Given request A:
Answer these questions about the text on the Jan. 11 White House immigration meeting:
(i) How many people would the bipartisan plan protect from deportation?
(ii) Which senator did Graham reportedly tell that the media reports were "basically accurate"?
(iii) Which newspaper reported that?

What exactly did President Donald Trump say at a Jan. 11 White House meeting on immigration?

At the meeting, Lindsey Graham, a Republican, presented a bipartisan plan to remove the threat of deportation for the 689,800 people who were illegally brought to the United States as children and afforded protection under an Obama-era program known as Deferred Action for Childhood Arrivals, or DACA, which Trump is phasing out. A day after the meeting, Sen. Dick Durbin, a Democrat and co-author of the plan with Graham, claimed Trump used an obscenity to describe African nations and made disparaging remarks about Haitian immigrants.

Durbin quoted the president as saying of African nations, “‘Those shitholes send us the people that they don’t want.'” Durbin continued, “He repeated that. He didn’t say that just one time.” Durbin also quoted Trump as saying, “‘We don’t need more Haitians.'”

After the meeting, Graham reportedly told his fellow Republican senator from South Carolina, Tim Scott, that the media reports about Trump’s language at the meeting were “basically accurate,” according to Charleston’s Post and Courier.

Given request B: Write out the records from the line with "target: earpiece" to the line with "[[[293,0],[296,5],[296,14],[308,28],[312,28],[318,22],[319,0]]]", both lines included, with every character unchanged.

Provided records:
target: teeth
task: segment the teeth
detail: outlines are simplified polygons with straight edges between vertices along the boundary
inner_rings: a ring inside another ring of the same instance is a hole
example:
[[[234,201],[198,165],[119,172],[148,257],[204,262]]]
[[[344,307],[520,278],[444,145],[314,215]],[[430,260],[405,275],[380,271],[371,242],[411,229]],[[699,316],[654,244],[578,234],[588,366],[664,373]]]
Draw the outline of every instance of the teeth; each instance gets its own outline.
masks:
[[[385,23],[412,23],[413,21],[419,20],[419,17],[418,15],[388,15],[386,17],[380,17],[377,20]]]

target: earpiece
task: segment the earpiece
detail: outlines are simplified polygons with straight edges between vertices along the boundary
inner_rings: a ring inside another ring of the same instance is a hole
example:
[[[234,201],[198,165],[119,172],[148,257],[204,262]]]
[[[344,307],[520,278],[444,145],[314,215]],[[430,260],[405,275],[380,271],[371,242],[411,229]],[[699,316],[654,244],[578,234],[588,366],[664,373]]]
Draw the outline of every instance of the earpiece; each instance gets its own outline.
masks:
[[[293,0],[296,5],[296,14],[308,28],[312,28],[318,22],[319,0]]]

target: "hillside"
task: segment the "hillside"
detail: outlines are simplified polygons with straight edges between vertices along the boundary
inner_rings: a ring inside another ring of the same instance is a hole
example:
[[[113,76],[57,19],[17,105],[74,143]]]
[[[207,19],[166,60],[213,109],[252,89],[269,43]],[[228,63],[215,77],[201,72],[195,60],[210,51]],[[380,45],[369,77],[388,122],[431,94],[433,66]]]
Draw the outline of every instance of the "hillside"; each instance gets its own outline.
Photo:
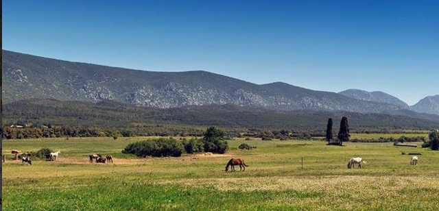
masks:
[[[368,101],[386,103],[397,106],[404,109],[409,108],[409,106],[404,101],[381,91],[368,92],[358,89],[348,89],[338,93],[354,99]]]
[[[281,110],[382,112],[403,106],[284,83],[257,85],[206,71],[152,72],[2,51],[3,102],[112,100],[161,108],[235,104]]]
[[[411,108],[418,112],[439,115],[439,95],[426,97],[412,106]]]
[[[430,115],[428,116],[429,119],[425,119],[401,115],[341,111],[276,111],[230,104],[163,109],[137,107],[113,101],[90,103],[28,99],[6,103],[3,109],[3,124],[6,125],[17,121],[29,121],[45,125],[50,123],[107,128],[169,125],[203,127],[215,125],[229,129],[324,131],[328,118],[333,118],[334,122],[337,123],[343,116],[348,118],[353,131],[431,129],[439,125],[438,115]]]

Complete output A:
(i) 689,800
(ii) Tim Scott
(iii) Charleston's Post and Courier

Complete output B:
target: earpiece
task: segment the earpiece
detail: outlines are simplified polygons with straight edges between vertices along the boundary
inner_rings: a ring inside another ring of the same instance is a hole
example:
[[[234,201],[198,165],[119,172],[148,257],[204,262]]]
[[[344,307],[520,278],[444,145],[314,215]],[[430,260],[405,275],[380,271],[371,242],[411,229]],[[699,316],[654,244],[578,234],[588,366],[664,373]]]
Draw the outline of every instance of the earpiece; each instance gets its own outline.
masks:
[[[293,0],[296,5],[296,14],[308,28],[312,28],[318,22],[319,0]]]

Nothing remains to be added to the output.